INSTRUCTIONS TO FOLLOW:
Return every line of the rows below that contains the word "navy", treating uppercase and lowercase letters as distinct.

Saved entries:
----

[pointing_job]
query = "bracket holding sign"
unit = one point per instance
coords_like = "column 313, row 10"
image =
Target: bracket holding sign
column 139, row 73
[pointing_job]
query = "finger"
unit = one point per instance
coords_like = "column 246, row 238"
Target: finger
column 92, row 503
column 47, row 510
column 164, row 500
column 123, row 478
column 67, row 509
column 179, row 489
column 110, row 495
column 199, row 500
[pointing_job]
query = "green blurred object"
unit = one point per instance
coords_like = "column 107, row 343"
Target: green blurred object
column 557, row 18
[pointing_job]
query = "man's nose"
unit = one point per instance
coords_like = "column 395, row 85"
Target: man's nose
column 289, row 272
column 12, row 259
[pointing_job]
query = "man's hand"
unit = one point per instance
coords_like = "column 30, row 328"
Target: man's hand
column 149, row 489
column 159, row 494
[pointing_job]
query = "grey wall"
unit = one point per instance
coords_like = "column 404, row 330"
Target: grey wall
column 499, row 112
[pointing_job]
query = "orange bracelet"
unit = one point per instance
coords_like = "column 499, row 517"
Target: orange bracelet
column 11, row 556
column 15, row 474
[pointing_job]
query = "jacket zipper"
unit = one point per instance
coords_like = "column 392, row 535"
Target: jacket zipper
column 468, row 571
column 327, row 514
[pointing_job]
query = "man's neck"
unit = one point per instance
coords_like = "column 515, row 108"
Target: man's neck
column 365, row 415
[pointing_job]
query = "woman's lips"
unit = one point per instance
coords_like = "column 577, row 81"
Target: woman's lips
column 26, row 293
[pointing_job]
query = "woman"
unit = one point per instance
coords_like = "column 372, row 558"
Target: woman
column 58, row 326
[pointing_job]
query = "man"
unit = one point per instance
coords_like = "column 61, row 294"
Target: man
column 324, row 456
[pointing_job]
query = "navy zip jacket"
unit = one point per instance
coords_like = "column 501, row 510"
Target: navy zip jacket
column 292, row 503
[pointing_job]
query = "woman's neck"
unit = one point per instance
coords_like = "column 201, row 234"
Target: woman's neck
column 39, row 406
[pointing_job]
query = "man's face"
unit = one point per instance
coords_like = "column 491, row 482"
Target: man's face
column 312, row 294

----

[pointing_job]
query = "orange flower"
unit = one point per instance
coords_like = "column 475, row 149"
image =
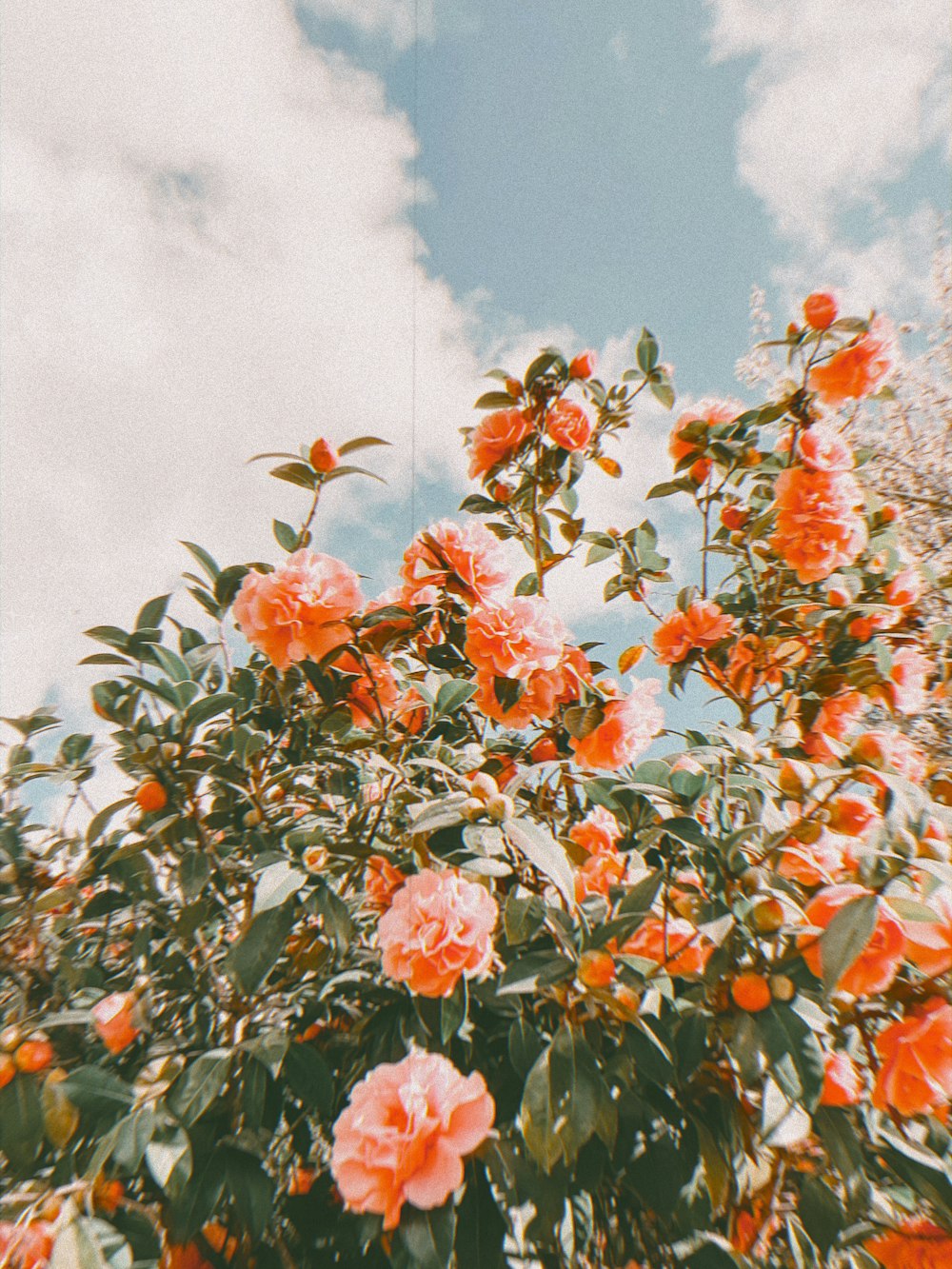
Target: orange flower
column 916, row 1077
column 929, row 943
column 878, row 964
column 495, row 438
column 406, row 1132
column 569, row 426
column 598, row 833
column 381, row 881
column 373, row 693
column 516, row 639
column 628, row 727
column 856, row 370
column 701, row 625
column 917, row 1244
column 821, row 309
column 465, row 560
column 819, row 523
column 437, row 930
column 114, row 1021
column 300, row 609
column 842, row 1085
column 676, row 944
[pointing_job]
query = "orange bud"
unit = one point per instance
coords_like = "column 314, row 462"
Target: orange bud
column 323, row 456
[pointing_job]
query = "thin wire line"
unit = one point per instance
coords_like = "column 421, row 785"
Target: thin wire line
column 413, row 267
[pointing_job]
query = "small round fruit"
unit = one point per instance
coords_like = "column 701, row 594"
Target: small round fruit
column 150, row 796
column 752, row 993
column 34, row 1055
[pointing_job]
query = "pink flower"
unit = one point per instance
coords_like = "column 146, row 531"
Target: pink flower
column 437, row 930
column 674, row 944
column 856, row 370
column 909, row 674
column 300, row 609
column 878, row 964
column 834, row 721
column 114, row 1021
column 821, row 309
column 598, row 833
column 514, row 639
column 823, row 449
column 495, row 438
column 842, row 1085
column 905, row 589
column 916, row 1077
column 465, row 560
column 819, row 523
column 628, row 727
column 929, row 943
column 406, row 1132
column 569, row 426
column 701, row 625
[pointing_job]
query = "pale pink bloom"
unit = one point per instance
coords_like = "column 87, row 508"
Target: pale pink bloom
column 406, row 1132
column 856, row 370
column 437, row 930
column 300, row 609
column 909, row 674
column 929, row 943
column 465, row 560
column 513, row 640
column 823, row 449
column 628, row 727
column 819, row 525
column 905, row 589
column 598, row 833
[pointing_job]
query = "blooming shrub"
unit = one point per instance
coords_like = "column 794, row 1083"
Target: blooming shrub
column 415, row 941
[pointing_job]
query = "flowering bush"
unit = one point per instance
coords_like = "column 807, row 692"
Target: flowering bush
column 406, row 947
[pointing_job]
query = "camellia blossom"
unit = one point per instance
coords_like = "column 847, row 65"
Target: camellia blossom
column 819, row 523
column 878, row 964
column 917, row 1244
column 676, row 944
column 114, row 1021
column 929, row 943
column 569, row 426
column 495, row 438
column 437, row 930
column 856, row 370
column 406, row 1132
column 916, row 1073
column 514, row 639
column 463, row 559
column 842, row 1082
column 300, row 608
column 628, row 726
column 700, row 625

----

ANSWER TO THE EXERCISE:
query = "navy zip jacket"
Target: navy zip jacket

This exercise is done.